TRY IT: Two lines mark the range in the entries below: the one holding "Target: roof" and the one holding "[[28, 91], [57, 125], [70, 80]]". Set down those two and all lines between them, exactly.

[Opening RECORDED DATA section]

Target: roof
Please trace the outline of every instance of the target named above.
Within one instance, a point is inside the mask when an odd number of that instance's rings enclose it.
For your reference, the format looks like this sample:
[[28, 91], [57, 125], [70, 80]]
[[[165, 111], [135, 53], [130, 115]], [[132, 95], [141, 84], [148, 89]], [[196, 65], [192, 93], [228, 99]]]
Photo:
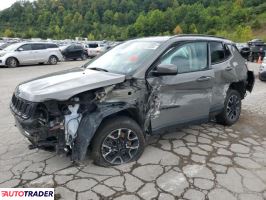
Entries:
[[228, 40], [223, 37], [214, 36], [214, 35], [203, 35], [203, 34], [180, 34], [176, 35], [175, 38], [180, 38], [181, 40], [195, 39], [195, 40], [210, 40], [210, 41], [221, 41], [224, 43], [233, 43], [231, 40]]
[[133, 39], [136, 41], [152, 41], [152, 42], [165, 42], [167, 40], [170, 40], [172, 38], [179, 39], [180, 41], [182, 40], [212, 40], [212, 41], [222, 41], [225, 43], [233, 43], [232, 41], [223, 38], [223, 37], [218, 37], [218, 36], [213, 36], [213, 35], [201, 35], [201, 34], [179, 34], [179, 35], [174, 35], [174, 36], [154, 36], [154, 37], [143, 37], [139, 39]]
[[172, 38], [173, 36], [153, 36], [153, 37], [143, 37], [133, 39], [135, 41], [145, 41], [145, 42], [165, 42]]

[Closing RECORDED DATA section]
[Opening RECORDED DATA section]

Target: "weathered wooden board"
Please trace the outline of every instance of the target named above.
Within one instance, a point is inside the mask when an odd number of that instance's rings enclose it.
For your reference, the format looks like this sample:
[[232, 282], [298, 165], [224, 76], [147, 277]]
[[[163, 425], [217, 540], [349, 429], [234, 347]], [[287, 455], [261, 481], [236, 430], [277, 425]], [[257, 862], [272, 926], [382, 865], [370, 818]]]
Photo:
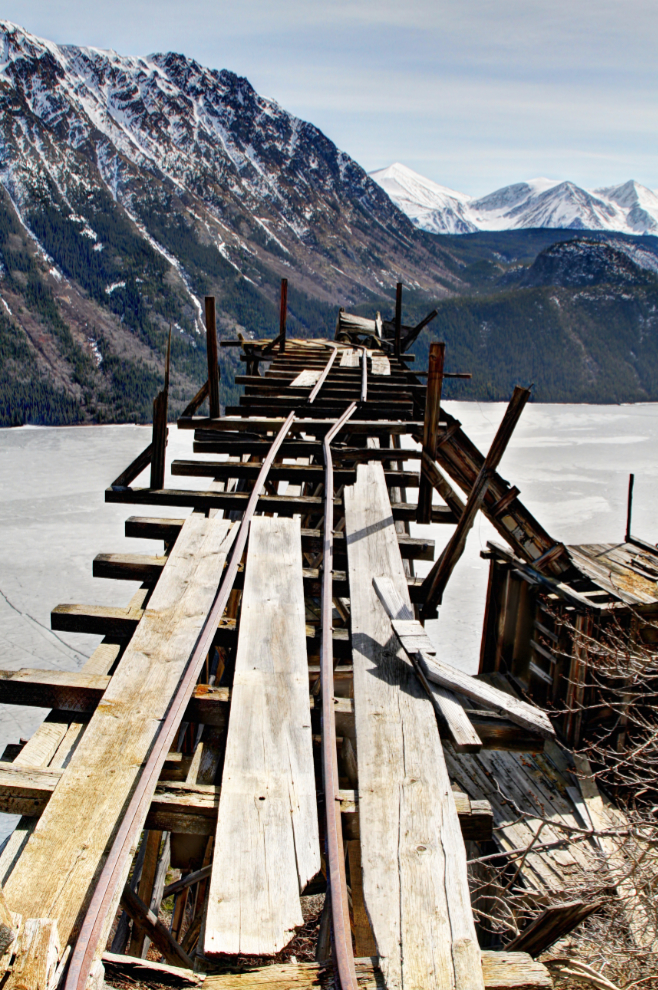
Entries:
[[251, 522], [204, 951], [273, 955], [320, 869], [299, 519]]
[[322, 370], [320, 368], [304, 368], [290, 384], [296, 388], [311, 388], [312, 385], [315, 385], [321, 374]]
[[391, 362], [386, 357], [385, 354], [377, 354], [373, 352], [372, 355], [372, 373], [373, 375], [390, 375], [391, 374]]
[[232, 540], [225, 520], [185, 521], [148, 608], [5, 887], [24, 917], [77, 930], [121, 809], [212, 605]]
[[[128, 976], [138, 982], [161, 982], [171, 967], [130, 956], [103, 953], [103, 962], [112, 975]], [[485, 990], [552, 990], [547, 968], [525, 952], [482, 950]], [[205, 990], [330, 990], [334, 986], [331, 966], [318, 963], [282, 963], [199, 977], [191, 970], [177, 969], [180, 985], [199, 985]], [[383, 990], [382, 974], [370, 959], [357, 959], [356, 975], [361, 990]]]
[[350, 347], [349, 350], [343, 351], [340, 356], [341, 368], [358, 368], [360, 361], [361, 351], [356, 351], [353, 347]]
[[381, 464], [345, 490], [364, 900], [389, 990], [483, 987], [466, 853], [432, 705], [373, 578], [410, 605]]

[Closing RECORDED DATA section]

SOLUTION FOR THIS EXERCISE:
Target: roof
Please trace the outline of every instance of the target named above.
Within one instance, a point is inside the mask when an odd number of that instance's rings enclose it.
For your reference, the format looks like this sample:
[[28, 91], [57, 125], [70, 80]]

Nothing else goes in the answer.